Start Material for this exercise

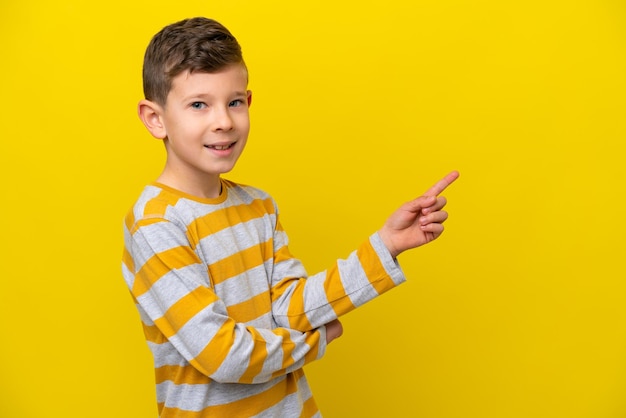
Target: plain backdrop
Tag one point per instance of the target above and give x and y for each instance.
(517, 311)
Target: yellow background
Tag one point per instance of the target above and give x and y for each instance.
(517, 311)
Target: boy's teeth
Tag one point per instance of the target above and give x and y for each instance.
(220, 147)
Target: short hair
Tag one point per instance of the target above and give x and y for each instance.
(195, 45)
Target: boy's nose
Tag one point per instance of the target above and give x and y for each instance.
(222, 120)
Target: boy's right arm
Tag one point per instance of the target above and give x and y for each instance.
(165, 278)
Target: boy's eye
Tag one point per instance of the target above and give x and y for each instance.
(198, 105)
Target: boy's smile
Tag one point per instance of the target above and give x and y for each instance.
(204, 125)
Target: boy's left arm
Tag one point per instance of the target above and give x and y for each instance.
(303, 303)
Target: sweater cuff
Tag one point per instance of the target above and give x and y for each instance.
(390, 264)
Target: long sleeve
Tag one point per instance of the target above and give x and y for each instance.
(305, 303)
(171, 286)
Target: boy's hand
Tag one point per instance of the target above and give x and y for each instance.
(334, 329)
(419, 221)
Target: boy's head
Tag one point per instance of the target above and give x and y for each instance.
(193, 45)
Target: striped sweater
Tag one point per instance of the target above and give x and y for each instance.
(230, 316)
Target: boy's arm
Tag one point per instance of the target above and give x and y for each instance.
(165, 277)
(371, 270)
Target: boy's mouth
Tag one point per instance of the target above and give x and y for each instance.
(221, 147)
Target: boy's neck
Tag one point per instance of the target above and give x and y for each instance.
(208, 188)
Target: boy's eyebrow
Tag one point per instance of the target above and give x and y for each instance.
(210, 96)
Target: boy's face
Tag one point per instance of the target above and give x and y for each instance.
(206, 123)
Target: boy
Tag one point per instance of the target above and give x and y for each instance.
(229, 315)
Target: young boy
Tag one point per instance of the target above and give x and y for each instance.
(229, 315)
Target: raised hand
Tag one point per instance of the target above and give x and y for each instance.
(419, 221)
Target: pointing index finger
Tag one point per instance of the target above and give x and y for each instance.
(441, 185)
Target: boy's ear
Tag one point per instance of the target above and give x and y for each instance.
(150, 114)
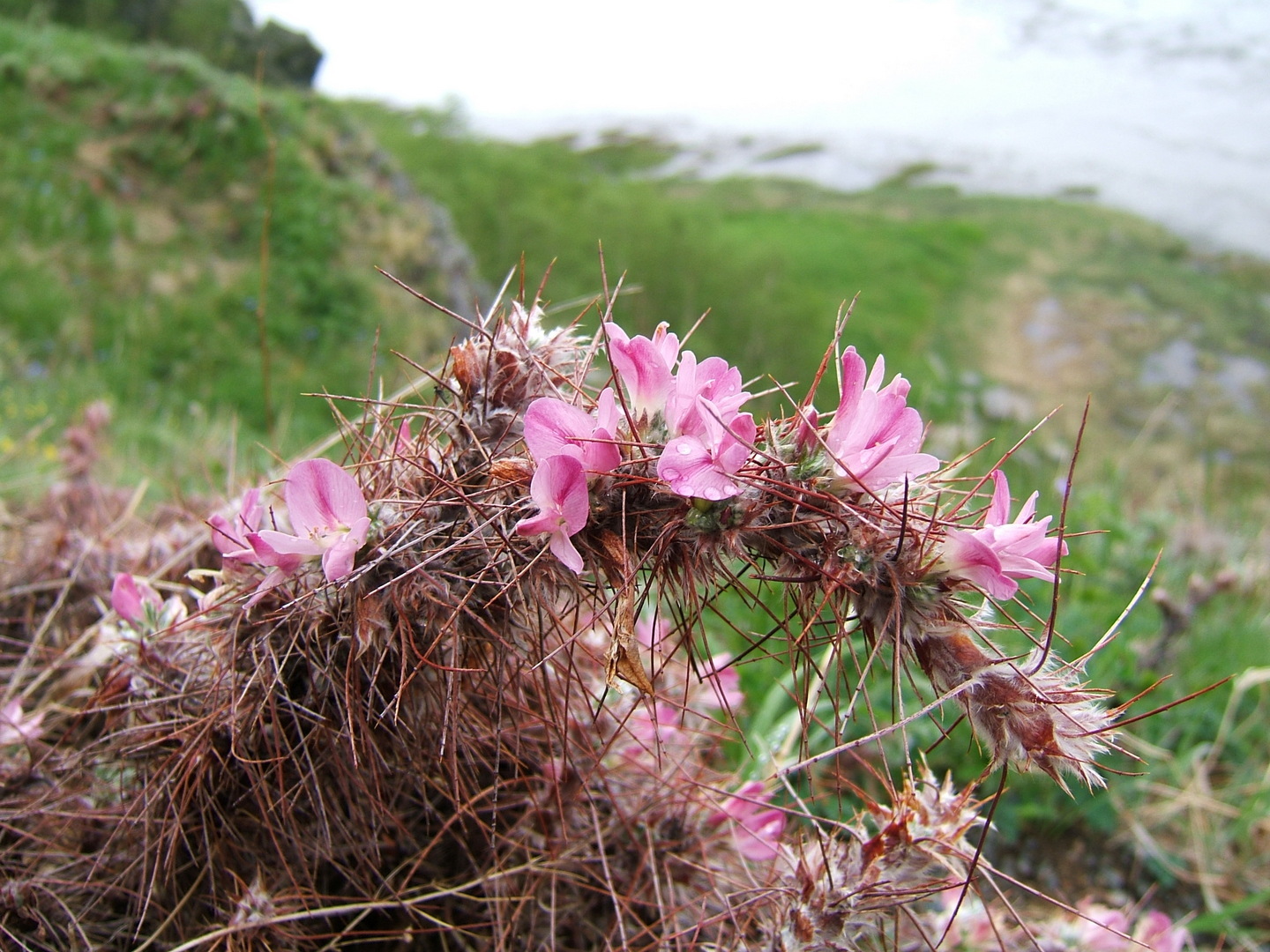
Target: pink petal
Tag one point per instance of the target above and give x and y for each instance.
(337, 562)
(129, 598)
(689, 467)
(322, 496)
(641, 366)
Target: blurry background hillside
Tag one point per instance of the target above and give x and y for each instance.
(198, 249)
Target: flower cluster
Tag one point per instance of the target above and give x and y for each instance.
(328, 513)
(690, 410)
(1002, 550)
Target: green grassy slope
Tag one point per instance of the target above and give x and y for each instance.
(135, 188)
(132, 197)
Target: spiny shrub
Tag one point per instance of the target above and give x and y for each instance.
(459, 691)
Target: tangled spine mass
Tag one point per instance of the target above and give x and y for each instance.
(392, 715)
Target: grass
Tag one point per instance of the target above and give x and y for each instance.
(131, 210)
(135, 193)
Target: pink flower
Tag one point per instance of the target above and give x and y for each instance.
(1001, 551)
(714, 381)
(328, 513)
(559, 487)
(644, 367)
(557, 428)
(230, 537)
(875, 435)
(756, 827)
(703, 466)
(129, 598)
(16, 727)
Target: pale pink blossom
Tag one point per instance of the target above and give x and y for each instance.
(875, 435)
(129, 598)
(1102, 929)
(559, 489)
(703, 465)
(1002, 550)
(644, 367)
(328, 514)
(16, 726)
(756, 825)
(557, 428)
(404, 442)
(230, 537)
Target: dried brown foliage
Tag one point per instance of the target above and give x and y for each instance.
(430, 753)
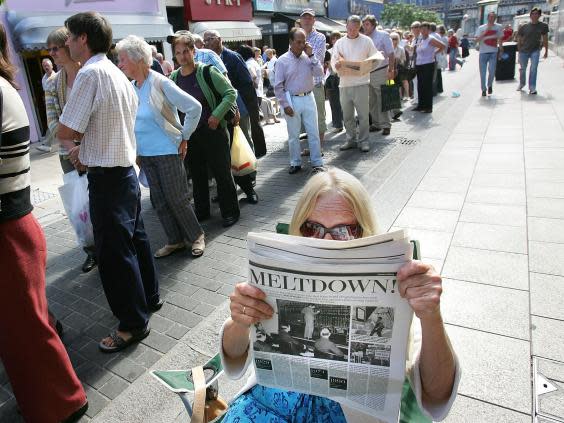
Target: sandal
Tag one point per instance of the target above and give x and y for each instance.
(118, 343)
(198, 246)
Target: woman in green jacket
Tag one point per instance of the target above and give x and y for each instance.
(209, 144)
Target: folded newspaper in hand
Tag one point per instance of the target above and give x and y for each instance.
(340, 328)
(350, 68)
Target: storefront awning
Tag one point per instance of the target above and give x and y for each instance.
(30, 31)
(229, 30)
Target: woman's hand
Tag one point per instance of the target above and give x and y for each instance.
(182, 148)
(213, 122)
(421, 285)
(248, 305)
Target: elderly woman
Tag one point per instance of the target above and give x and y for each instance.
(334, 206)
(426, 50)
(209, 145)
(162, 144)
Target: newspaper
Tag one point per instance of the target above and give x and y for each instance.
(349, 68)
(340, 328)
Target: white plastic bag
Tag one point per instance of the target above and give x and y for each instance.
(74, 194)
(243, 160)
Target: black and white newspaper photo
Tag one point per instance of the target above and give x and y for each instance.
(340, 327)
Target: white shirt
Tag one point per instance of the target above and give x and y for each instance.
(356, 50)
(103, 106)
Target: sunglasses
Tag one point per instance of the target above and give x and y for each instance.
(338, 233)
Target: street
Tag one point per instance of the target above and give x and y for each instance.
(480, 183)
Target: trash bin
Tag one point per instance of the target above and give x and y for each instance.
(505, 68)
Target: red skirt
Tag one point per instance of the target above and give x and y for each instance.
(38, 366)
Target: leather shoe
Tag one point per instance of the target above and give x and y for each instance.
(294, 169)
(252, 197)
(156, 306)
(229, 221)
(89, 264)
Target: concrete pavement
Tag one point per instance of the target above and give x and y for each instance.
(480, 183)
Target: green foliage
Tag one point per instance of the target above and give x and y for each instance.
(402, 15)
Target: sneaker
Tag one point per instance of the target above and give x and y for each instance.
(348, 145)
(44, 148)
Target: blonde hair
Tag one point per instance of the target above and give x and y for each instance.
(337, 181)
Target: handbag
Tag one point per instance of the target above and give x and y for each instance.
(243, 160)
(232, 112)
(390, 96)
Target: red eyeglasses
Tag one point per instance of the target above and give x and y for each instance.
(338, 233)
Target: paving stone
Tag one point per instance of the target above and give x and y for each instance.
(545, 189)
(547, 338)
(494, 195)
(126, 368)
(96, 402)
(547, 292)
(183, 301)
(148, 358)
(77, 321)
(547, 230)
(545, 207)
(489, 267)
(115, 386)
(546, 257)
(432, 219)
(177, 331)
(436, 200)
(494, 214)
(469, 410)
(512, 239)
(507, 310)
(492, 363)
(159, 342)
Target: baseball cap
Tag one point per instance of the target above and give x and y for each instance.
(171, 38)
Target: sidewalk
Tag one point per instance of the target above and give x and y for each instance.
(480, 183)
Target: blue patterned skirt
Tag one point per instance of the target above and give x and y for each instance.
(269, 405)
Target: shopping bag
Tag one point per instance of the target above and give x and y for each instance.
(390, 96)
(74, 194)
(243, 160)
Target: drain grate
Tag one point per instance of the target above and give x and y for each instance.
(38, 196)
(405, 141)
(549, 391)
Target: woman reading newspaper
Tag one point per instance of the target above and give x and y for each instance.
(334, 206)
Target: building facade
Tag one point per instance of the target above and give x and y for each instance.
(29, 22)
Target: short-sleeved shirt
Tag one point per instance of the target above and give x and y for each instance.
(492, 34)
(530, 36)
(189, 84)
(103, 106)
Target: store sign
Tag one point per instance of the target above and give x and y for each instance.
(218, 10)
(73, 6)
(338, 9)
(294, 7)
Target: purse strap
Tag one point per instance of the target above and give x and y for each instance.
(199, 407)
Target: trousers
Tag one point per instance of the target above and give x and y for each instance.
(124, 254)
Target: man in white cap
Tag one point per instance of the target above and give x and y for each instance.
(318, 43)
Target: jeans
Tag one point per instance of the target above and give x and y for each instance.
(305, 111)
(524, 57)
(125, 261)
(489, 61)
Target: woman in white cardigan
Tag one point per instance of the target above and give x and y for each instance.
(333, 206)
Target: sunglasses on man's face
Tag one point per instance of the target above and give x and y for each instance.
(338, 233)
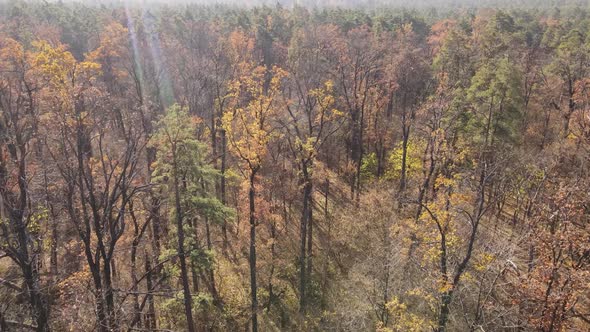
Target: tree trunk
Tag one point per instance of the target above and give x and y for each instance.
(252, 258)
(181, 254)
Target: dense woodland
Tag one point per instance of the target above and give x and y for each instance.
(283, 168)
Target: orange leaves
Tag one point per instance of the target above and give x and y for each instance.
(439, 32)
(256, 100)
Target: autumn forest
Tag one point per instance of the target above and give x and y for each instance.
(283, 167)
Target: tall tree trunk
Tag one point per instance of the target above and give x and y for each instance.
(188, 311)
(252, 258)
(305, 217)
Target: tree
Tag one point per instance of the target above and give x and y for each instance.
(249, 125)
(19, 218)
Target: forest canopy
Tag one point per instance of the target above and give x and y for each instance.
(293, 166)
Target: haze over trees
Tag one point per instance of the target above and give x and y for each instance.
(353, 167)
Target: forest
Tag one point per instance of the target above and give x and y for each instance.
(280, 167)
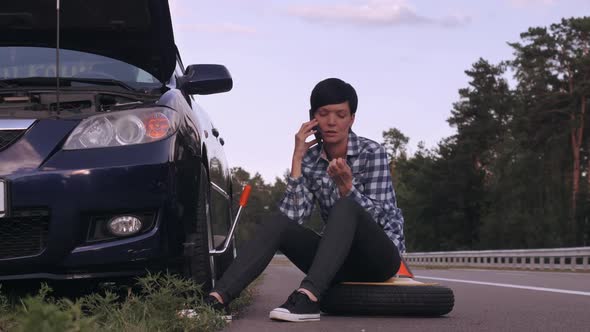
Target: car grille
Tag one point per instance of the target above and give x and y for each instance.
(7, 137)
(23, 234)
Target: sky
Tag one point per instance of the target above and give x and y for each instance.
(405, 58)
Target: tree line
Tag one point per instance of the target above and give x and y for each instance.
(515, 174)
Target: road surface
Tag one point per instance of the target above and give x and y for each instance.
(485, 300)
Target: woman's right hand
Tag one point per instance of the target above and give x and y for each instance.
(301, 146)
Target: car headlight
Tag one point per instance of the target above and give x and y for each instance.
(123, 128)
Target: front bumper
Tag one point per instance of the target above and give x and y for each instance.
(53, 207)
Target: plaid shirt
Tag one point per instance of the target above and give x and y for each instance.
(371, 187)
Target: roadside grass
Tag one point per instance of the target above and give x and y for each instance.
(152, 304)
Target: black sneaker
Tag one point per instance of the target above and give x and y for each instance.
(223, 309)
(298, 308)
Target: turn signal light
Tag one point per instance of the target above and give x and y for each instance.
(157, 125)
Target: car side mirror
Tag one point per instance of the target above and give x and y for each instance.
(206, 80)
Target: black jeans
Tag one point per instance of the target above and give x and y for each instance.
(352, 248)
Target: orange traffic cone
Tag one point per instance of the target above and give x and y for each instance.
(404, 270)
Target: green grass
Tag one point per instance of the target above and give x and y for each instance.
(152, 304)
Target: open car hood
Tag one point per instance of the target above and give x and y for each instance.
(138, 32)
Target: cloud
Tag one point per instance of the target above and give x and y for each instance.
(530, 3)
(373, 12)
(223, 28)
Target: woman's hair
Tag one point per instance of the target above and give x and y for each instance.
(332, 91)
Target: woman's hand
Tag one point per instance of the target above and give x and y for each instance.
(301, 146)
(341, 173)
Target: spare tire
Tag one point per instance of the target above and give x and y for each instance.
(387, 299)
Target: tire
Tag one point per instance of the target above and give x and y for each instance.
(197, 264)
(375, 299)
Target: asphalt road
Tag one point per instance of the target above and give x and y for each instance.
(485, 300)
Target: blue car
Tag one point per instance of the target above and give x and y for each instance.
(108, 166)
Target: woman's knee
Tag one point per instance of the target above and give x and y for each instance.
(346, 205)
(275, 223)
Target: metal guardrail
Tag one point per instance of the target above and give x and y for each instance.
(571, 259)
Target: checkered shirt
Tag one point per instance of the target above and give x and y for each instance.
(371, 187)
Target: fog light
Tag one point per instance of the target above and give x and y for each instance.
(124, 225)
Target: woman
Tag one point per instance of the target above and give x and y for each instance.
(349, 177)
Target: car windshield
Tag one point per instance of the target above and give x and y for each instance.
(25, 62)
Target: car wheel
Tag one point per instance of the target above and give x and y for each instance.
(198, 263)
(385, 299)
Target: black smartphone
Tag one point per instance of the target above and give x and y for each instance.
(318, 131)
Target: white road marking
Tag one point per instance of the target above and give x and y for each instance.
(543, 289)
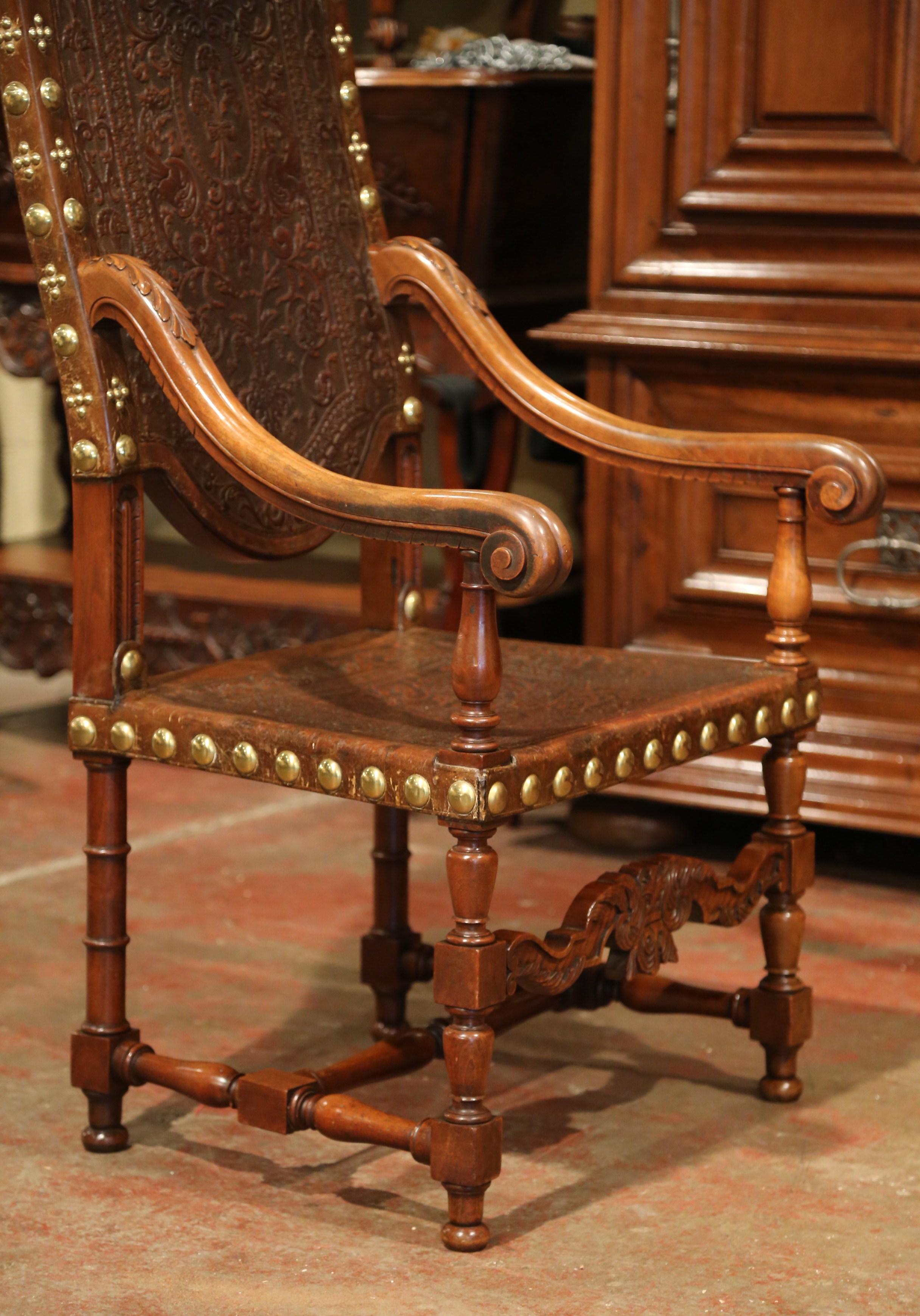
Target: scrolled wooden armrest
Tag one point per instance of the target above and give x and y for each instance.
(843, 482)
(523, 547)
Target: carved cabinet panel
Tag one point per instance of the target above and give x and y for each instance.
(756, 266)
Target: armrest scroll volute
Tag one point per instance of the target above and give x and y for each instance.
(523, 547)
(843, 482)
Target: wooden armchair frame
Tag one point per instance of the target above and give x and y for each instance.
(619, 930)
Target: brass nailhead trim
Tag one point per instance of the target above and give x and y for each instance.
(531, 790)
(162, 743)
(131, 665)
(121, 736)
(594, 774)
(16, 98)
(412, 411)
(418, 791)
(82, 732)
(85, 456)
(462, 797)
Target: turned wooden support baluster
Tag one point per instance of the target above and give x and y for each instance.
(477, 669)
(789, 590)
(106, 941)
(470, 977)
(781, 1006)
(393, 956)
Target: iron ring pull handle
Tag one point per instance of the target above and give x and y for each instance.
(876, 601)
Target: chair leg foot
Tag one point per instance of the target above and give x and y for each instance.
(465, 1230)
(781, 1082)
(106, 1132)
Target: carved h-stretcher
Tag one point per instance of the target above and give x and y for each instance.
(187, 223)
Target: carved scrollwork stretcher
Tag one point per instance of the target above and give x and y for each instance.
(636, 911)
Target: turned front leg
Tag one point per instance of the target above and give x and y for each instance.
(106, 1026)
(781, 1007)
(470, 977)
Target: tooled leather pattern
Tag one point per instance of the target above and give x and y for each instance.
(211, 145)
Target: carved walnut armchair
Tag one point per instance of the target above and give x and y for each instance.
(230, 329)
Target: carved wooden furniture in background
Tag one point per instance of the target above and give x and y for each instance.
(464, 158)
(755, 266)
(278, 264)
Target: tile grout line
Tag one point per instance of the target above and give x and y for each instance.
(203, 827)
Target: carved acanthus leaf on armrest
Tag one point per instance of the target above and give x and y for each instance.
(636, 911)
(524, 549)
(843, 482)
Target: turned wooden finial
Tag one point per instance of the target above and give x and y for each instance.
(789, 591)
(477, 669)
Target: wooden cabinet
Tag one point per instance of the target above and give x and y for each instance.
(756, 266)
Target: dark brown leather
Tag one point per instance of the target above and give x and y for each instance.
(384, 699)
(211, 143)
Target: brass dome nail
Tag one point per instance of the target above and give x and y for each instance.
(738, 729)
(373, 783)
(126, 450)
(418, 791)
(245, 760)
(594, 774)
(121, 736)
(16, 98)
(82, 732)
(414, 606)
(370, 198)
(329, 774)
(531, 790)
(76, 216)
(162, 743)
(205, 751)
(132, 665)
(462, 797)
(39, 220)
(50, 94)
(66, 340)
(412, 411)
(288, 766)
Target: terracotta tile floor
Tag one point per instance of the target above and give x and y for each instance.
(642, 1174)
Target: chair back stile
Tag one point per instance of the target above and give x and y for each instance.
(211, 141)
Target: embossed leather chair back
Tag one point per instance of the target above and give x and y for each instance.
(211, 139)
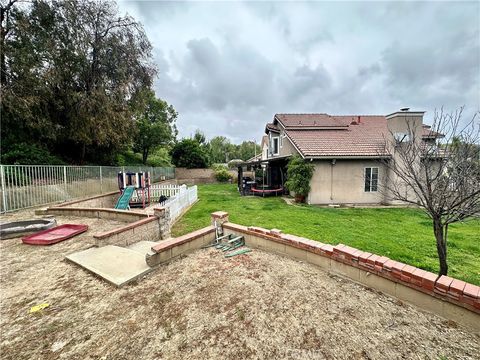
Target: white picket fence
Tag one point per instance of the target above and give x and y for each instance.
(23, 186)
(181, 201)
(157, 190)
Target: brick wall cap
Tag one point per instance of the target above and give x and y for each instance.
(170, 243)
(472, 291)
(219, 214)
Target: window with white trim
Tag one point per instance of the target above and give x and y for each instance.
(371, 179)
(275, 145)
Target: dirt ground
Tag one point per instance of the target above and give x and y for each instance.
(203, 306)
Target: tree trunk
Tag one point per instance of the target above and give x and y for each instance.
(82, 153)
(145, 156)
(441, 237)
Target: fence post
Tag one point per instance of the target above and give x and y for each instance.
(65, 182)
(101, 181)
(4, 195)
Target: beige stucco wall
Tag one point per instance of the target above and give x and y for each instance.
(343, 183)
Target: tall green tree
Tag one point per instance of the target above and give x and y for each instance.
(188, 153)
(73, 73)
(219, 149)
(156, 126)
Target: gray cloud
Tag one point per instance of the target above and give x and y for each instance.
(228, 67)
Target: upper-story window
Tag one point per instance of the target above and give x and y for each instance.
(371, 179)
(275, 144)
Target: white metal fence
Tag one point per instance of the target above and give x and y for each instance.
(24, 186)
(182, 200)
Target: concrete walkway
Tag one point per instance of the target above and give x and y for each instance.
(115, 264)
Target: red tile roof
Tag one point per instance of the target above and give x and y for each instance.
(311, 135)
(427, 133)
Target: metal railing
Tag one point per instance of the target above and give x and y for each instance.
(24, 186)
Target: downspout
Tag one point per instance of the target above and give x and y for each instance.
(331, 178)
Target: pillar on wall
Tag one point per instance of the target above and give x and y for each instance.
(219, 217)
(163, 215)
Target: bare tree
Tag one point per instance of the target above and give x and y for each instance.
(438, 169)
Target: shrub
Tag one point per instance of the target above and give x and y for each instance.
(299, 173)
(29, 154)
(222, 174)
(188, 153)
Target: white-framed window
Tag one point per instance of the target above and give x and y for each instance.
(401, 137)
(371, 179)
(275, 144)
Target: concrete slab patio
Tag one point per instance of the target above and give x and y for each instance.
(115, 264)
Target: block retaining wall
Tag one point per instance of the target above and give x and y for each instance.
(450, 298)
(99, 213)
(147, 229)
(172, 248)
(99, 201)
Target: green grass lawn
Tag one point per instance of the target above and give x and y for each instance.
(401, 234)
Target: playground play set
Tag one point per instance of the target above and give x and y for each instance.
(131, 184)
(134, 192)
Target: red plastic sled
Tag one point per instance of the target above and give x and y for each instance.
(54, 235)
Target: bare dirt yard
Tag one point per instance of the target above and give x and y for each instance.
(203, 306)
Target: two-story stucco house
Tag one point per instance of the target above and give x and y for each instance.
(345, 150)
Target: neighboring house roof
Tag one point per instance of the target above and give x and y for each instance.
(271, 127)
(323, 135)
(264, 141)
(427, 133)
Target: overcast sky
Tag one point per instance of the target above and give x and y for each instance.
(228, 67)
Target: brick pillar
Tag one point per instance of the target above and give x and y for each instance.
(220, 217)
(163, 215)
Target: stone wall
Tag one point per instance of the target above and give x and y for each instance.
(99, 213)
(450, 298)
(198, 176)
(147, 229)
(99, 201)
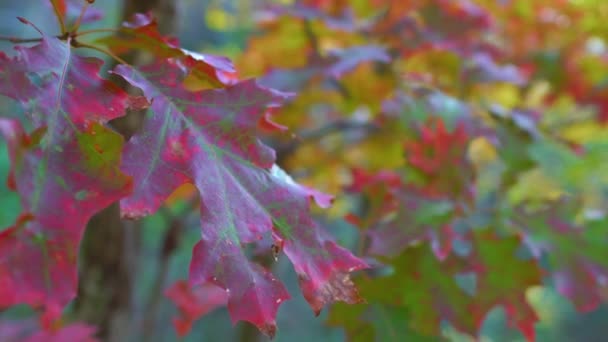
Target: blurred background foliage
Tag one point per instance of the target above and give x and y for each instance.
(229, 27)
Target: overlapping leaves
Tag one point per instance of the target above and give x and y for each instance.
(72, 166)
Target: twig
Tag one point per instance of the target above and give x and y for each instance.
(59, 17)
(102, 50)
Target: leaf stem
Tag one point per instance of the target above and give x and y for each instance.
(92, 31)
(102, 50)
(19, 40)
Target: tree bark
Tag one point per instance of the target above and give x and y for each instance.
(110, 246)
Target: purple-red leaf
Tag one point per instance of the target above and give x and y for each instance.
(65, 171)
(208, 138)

End Material for this exercise

- What you have to do:
Make an exact copy of only those lines that run from the line with "Target: red plastic sled" through the end of the records, excluding pictures.

- Expected answer:
Target: red plastic sled
Tag one point per instance of the target above and give x and y for each instance.
(54, 235)
Target: bare dirt yard
Tag one point per instance of the target above and give x and y for each instance.
(203, 306)
Target: two-story stucco house
Tag one point per instance of the target above and give x and y for each instance.
(345, 150)
Target: neighboring house roof
Tag one point per instance of the target above and give x and y for each instance.
(271, 127)
(323, 135)
(264, 141)
(427, 133)
Target: overcast sky
Tag one point per instance of the target above and give x and y for each instance.
(228, 67)
Target: brick pillar
Tag one point per instance of the target above and give x and y for each instance.
(220, 217)
(163, 215)
Target: stone wall
Tag one point per instance of the target above and give x and y for each instance.
(99, 213)
(450, 298)
(198, 176)
(147, 229)
(99, 201)
Target: blurred background foliage
Tag one point per instance of the target above and give x and y for each instance.
(229, 27)
Target: overlapping leaves
Tag one point per instance of the target above and give x and y for each instance.
(72, 166)
Target: twig
Tag one point per instance of the target above and give x and y for each instance.
(59, 17)
(102, 50)
Target: leaf stem
Tag one point per instance of the target above and give x and y for each instance.
(92, 31)
(102, 50)
(19, 40)
Target: tree bark
Tag one point per instance of the target above and give x and y for each instance.
(110, 246)
Target: purple-red leaf
Tag one point per instance of the target above and give x and y for each instance.
(65, 171)
(208, 138)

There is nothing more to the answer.